'''
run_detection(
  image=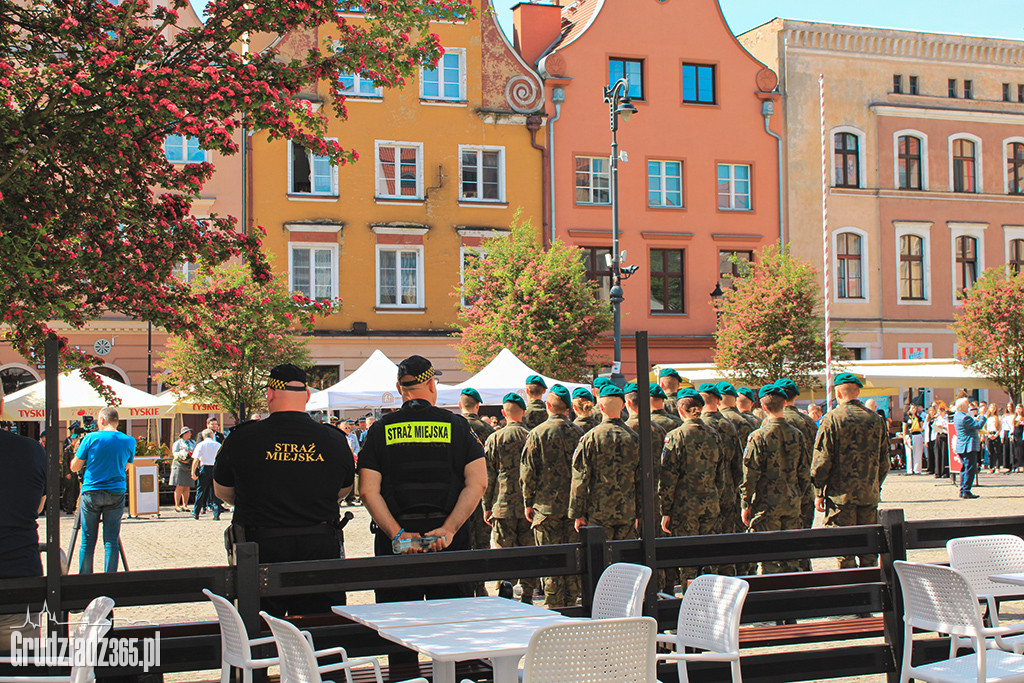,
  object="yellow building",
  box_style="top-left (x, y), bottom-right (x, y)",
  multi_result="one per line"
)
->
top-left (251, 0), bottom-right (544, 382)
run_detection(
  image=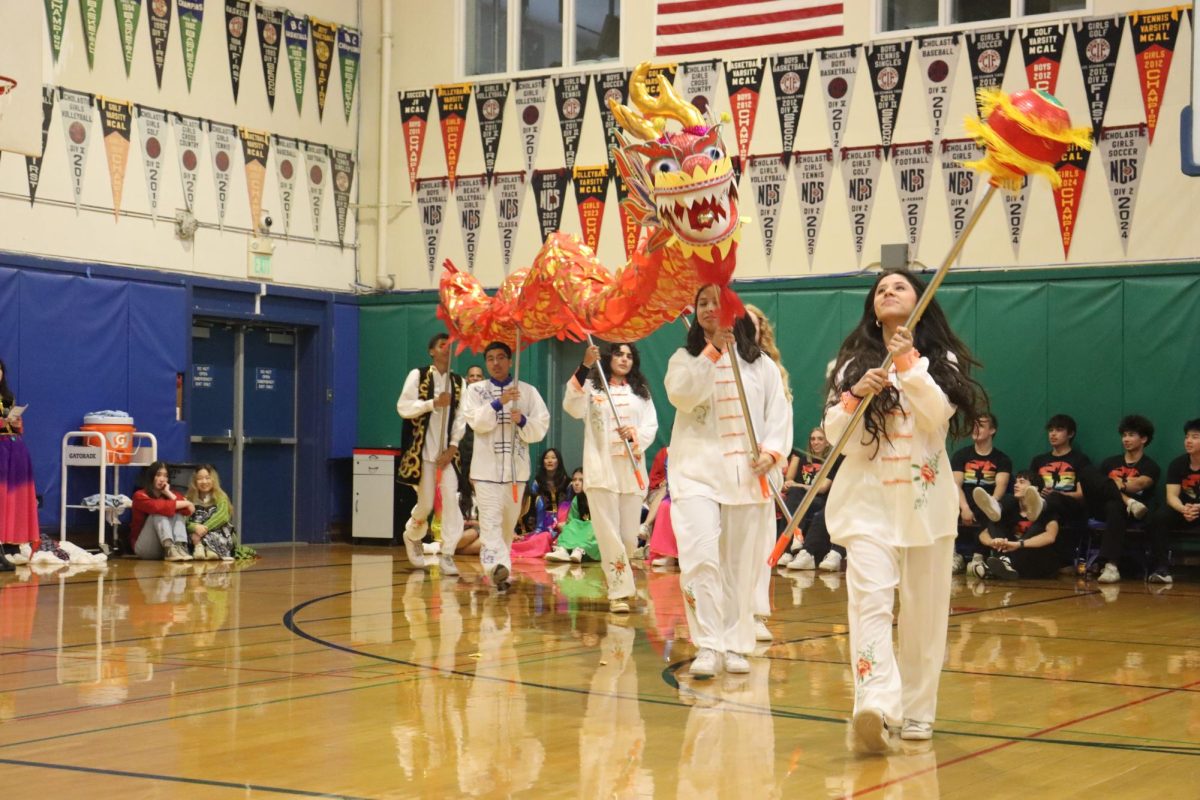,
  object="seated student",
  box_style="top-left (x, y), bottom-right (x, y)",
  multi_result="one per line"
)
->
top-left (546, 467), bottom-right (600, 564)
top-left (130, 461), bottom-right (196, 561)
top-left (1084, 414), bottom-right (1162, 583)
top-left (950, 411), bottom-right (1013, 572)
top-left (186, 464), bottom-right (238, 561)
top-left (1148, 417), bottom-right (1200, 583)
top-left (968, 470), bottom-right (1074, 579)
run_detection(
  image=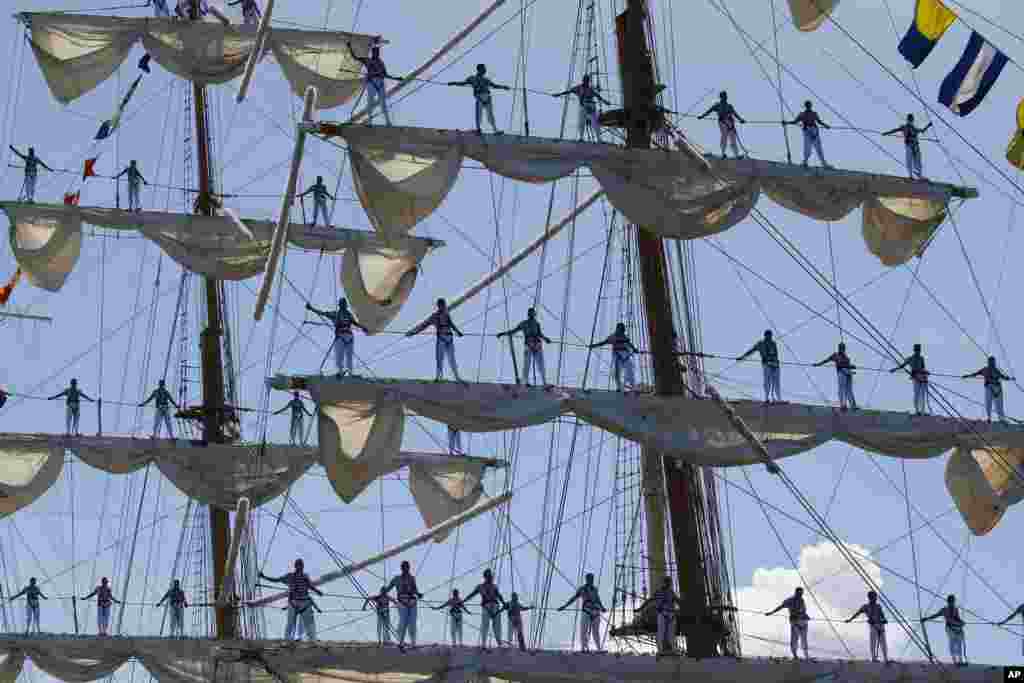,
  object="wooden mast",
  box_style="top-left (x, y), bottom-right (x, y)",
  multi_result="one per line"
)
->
'''
Pick out every line of the material above that contains the string "left" and copy each one.

ANSWER TO THE TASK |
  box_style="top-left (x, y), bottom-right (x, y)",
top-left (251, 0), bottom-right (544, 382)
  box_style="top-left (x, y), bottom-right (x, y)",
top-left (546, 467), bottom-right (600, 564)
top-left (130, 461), bottom-right (196, 561)
top-left (1084, 414), bottom-right (1162, 583)
top-left (950, 411), bottom-right (1013, 572)
top-left (186, 464), bottom-right (238, 561)
top-left (1148, 417), bottom-right (1200, 583)
top-left (968, 470), bottom-right (1074, 579)
  box_style="top-left (x, y), bottom-right (x, y)",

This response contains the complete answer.